The Willink family came from Winterswijk and belonged to the Mennonite congregation. In 1775 when Willem married Hester Bierens he lived at Keizersgracht (near 268). He usually cooperated with his brother Jan (1778-1827). In 1791 they moved into a mansion at Herengracht close to Leidsegracht.

At the end of the 18th century, it became fashionable for Dutch businessmen and bankers to invest in the young United States, and many were talked into investing in land there after John Adams signed the trade treaty with the Netherlands in 1782. The group of investors in the Holland Land Company purchased American assets from Robert Morris that were bundled as negotiaties (a sort of market fund) and marketed in the Netherlands. These assets included the large tract of land in western New York plus tracts in central New York, western and northern Pennsylvania. The investments were reorganized as the Holland Land Company in 1795 with shares issued to: the Willinks (28.6%), Pieter Stadnitski (23.2%), Jan and Nicolaas van Staphorst & Nicolaas Hubbard (21.4%), Pieter and Christiaan van Eeghen & Company (14.3%), Isaäk ten Cate & Hendrick Vollenhoven (8.9%), and Rutger Jan Schimmelpenninck, politician and legal adviser (3.8%). Robert Morris was involved in land dealings with the Holland Land Company.

==Legacy==
Willink's name was given to the Town of Willink when it was created from Batavia, New York in 1804. It was included in Niagara County when the latter was formed in 1808 from Genesee County.

The Town of Willink, along with the Town of Clarence, was taken to form Erie County in 1821. The Town of Willink was then dispersed by the formation of newer towns in Erie County (such as Concord, Eden, and Aurora). Some of the investor names appear on the Treaty of Big Tree, by which the Iroquois sold off their rights to most of the land in the Holland Land Purchase.
━━━
● **EXERCISE 1**: According to the Willink history, in what year did the brothers move into a mansion at Herengracht close to Leidsegracht?
● **EXERCISE 2**: List every shareholder named in the Willink history for the 1795 reorganization of the Holland Land Company, each with its percentage.
● **EXERCISE 3**: Write a continuation of the Willink history that picks up after its final sentence.
Nothing in the records is required for this work.

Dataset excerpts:
━━━
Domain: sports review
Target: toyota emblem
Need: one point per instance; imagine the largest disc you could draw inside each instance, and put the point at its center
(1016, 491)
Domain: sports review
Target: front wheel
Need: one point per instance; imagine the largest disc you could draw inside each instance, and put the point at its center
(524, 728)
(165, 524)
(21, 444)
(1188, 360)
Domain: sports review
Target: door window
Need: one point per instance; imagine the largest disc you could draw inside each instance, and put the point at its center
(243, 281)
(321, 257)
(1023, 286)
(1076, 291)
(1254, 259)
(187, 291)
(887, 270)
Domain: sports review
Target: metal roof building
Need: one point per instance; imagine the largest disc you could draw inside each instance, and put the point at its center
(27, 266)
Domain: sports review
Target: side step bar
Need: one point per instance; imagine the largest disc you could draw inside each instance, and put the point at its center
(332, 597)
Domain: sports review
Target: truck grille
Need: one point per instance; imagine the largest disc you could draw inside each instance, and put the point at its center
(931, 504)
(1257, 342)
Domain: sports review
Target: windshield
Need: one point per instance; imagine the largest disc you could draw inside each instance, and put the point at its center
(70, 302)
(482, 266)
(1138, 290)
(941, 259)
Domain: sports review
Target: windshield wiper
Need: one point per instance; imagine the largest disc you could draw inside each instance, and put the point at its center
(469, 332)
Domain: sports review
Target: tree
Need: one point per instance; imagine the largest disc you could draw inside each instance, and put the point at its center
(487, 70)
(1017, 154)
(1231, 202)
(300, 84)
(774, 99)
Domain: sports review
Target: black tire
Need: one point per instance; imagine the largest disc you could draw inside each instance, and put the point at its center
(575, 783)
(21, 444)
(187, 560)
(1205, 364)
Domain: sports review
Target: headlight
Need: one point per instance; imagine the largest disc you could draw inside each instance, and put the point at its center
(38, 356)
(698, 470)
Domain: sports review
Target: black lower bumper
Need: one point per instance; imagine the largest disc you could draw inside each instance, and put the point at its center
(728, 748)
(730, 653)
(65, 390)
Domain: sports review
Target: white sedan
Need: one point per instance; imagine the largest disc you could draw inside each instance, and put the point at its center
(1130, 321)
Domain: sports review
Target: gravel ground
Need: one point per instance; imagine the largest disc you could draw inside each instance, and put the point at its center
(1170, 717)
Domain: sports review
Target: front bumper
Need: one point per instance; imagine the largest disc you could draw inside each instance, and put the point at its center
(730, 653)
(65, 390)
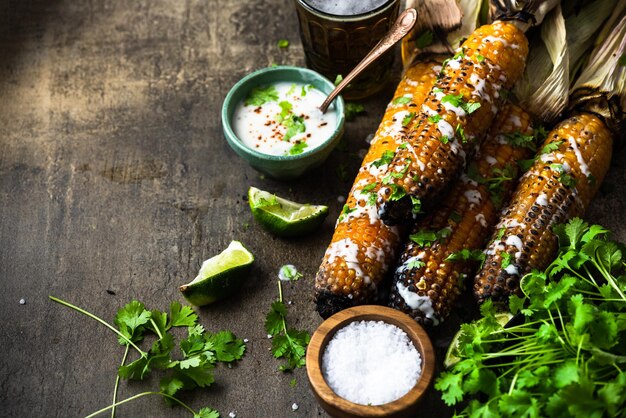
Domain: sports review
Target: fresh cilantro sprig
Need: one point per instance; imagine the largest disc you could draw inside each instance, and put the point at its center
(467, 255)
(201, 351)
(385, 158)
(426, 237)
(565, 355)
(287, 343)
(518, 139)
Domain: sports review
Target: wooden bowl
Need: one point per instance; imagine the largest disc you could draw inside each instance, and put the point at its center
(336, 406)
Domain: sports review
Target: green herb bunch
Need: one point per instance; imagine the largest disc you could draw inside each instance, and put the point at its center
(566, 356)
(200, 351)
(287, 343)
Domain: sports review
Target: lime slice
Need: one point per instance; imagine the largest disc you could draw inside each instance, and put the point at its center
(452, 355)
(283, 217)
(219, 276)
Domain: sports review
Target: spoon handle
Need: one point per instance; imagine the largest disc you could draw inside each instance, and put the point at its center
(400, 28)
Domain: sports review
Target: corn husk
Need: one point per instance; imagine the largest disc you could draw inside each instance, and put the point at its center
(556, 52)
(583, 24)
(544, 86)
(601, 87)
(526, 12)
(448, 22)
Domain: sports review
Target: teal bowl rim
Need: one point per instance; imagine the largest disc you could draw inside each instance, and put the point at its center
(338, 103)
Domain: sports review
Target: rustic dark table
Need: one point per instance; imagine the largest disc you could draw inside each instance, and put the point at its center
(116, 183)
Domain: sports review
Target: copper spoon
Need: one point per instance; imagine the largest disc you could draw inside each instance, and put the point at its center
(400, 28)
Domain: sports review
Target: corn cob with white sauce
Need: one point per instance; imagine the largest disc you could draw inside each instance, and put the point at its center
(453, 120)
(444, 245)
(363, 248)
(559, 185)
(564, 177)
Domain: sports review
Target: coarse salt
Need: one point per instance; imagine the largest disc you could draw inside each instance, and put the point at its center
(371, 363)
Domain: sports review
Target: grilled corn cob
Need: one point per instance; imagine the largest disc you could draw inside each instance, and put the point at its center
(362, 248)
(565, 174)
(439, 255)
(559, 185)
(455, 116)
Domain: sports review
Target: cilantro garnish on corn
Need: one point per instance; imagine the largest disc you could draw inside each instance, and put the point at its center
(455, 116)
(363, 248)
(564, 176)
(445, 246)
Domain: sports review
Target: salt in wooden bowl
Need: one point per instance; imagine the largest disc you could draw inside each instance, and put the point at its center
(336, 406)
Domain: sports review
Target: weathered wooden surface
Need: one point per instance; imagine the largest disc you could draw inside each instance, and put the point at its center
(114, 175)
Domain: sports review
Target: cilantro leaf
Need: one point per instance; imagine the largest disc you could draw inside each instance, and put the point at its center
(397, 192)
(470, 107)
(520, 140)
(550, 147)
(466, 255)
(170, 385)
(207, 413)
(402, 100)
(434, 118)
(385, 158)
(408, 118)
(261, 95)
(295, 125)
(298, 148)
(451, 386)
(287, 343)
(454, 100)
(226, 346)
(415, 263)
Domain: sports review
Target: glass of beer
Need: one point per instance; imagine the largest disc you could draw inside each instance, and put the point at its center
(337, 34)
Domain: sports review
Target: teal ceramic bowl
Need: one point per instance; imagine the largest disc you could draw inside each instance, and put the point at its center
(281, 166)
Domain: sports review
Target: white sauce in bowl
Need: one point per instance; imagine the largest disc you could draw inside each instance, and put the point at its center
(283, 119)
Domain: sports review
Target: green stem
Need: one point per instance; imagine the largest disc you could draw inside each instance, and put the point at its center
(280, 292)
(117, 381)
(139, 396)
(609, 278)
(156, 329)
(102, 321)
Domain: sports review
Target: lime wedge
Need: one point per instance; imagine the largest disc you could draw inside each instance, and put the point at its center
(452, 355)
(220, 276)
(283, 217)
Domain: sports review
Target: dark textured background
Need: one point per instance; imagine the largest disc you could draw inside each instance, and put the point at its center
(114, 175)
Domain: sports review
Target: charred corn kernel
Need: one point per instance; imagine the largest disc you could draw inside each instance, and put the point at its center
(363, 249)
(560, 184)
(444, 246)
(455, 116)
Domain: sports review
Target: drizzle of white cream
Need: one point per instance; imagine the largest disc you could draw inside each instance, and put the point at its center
━━━
● **EXERCISE ANSWER 1**: 1791

● **EXERCISE ANSWER 2**:
- The Willinks (28.6%)
- Pieter Stadnitski (23.2%)
- Jan and Nicolaas van Staphorst & Nicolaas Hubbard (21.4%)
- Pieter and Christiaan van Eeghen & Company (14.3%)
- Isaäk ten Cate & Hendrick Vollenhoven (8.9%)
- Rutger Jan Schimmelpenninck (3.8%)

● **EXERCISE ANSWER 3**:
The names of the investors were formerly given to locations in western New York, but they have since been replaced. Buffalo, New York itself was briefly called New Amsterdam. Stadnitski Avenue in Buffalo is now Church Street. Schimmelpenninck Avenue is now Niagara Street. Buffalo streets were also named after Willink and Van Staphorst. Their names appear as the original owners on most deeds for land in this part of New York.

Their Agent General (COO) was Theophilus Cazenove, later succeeded by Paul Busti and then John Jacob Vanderkemp. Resident agents included Gerrit Boon, Adam Gerard Mappa, Joseph Ellicott, Benjamin Ellicott, William Peacock, and many others.

In 1801 Willem and Jan Willink, merchants in Amsterdam, were enabled to purchase and hold real property in the town of Havre de Grace in Harford County. Ultimately, the syndicate earned only modest profit from the investment, but their funds greatly assisted the development of the United States.

Wilhelm Willink had a summer estate on the Spaarne River, neighboring the estate villa Welgelegen of his associate Henry Hope.